====== SELECTED TEXT

2. The medical implant according to claim 1 characterized in that the dynamic member comprises a first link member, a second link member, and a means for rotationally coupling the first link member to the second link member.
3. The medical implant according to claim 2 characterized in that the means for rotationally coupling includes a pin joint.
4. The medical implant according to claim 3 characterized in that the longitudinal axes of the first alignment member, the second alignment member and the pin joint intersect about a center of rotation.
5. The medical implant of claim 1 characterized in that the dynamic member comprises a first link member that is slidingly coupled to a second link member.
6. The medical implant according to claims 2 through 5 characterized in that the link members are non linear members.
7. The medical implant according to claims 1 through 6 characterized in that the means for coupling includes an aperture formed within the respective ends.
8. The medical implant according to claim 7 characterized in that the aperture is rotationally coupled to a bushing which is adapted to be mated to the aperture.
9. The medical implant according to claim 8 characterized in that the bushing is adapted to threadingly engage one of the alignment members.
10. The medical implant according to claim 9 characterized in that the alignment members include a means to engage a bone engagement member.
11. A medical system for coupling two vertebrae of a spine, the system characterized by:
a first bone anchoring means,
a second bone anchoring means,
a first alignment means coupled to the first bone anchoring means,
a second alignment means coupled to the second bone anchoring means such that the longitudinal axes of the first and second alignment means can be aligned to intersect at a center of rotation,
a dynamic member having a first end and a second end which allows for relative movement between the first end and second end, wherein the first end includes a means for coupling to the first alignment means, such that the first end can rotate with respect to the longitudinal axis of the first alignment means, and the second end includes a means for coupling to a second alignment member such that the second end can rotate with respect to the longitudinal axis of the second alignment means.
12. A medical system according to claim 11 characterized in that the dynamic member restricts the relative movement to a three dimensional curved surface.

============

== EXERCISE AIM ==
Quote the patent claims word for word, everything from "5. The medical" down to "the alignment members.". The records are separate material with no tie to the patent claims.

====== PROVIDED RECORDS

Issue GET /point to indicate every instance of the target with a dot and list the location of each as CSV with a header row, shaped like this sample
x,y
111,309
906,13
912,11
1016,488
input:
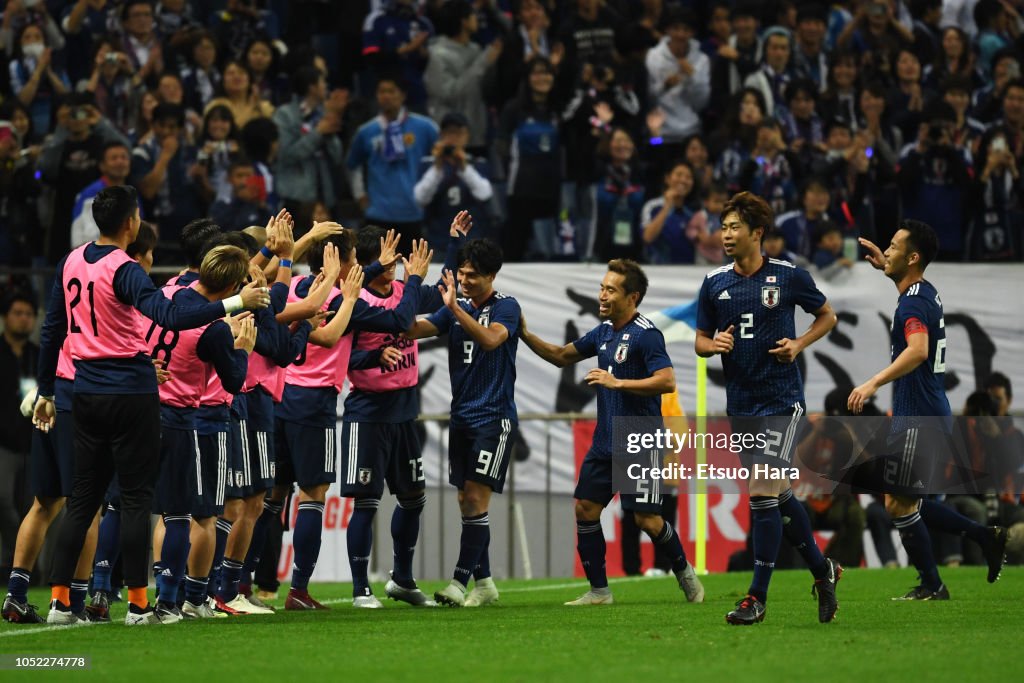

============

== ANSWER BOX ==
5. The medical implant of claim 1 characterized in that the dynamic member comprises a first link member that is slidingly coupled to a second link member.
6. The medical implant according to claims 2 through 5 characterized in that the link members are non linear members.
7. The medical implant according to claims 1 through 6 characterized in that the means for coupling includes an aperture formed within the respective ends.
8. The medical implant according to claim 7 characterized in that the aperture is rotationally coupled to a bushing which is adapted to be mated to the aperture.
9. The medical implant according to claim 8 characterized in that the bushing is adapted to threadingly engage one of the alignment members.